Natürlich führte mein erster Weg direkt zum nächsten Stand mit Essen. Ein Fladenbrot, so groß wie ein Wagenrad, gefüllt mit Käse und Fleisch, lachte mich an. „Das ist authentisch mittelalterlich“, sagte der Verkäufer mit breitem Grinsen. Authentisch oder nicht – es war köstlich. Und dann natürlich: Met. Ich weiß nicht, wie sie es schaffen, aber jeder Mittelaltermarkt hat Met, der wie purer Sonnenschein schmeckt. Okay, purer, klebriger Sonnenschein, aber ich beschwere mich nicht, denn der hat böse geballert.
Nach dem Essen zog mich die Live-Musik magisch an. Eine Band, die aussah, als wäre sie direkt aus „Game of Thrones“ gehüpft, spielte beeindruckend Dudelsack und Trommeln, während Leute davor tanzten, als gäbe es keinen Morgen. Und dann war da noch der Ritterkampf. Zwei Typen in schwerer Rüstung prügelten sich mit Schwertern richtig auf die Kauleiste, während das Publikum jubelte, als hätten wir den Superbowl live im Burghof. Ich war natürlich voll dabei. „Hau drauf, Sir Otto!“ rief ich und verschüttete dabei die Hälfte meines Mets. Er gewann und ich wollte beschwipst schon meine Brüste zeigen, konnte aber mit keinen dienen.
Dann kam das, was ich auf jedem Mittelaltermarkt am meisten liebe: die Stände. „Handgeschmiedete Dolche!“, rief ein Verkäufer. Ich blieb stehen. Brauche ich einen Dolch? Natürlich nicht. Will ich trotzdem einen? Natürlich. Auch wenn es nicht in mein Budget passt. Am nächsten Stand gab es Hornbecher, Amulette und eine Ledertasche, die angeblich von „echten nordischen Wikingern“ inspiriert war. Ich fühlte mich plötzlich wie Ragnar Lodbrok und wollte so ausgestattet eine Insel überfallen. Mallorca vielleicht.

# AUFGABENBESCHREIBUNG
Führen Sie sämtliche Waren auf, die im Bericht über den Mittelaltermarkt in dem Absatz, der mit „Dann kam das, was ich auf jedem Mittelaltermarkt am meisten liebe“ beginnt, an den Ständen angeboten werden. Die Datensätze stellen eigenständiges Material dar und gehören nicht zum Bericht.

# AUFGEFÜHRTE DATENSÄTZE

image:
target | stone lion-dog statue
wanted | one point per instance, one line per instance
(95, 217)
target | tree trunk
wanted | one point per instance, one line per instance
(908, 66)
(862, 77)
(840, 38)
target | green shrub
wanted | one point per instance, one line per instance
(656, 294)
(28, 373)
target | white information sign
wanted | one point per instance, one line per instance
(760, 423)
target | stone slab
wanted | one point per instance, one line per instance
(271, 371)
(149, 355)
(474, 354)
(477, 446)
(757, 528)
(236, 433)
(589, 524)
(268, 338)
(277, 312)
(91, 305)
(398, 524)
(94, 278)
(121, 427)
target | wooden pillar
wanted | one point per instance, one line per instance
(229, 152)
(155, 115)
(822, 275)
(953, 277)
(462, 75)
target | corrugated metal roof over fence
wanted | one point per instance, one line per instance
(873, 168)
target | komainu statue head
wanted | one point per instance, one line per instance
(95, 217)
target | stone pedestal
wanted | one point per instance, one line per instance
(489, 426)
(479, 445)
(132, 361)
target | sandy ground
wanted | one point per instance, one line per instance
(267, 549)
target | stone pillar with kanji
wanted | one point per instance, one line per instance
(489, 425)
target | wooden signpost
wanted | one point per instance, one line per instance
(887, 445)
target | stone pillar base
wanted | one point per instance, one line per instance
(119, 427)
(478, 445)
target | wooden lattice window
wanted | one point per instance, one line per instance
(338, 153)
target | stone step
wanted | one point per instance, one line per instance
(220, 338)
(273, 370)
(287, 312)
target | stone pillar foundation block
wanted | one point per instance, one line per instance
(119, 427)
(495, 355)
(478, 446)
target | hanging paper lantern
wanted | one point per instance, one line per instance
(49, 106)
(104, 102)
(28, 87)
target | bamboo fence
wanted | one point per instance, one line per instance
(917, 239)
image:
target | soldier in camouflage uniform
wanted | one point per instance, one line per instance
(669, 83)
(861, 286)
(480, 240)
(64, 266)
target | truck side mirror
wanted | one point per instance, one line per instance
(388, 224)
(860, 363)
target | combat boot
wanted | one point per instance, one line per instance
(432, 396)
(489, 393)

# ERLEDIGTE AUFGABE
- Handgeschmiedete Dolche
- Hornbecher
- Amulette
- Eine Ledertasche, angeblich von „echten nordischen Wikingern“ inspiriert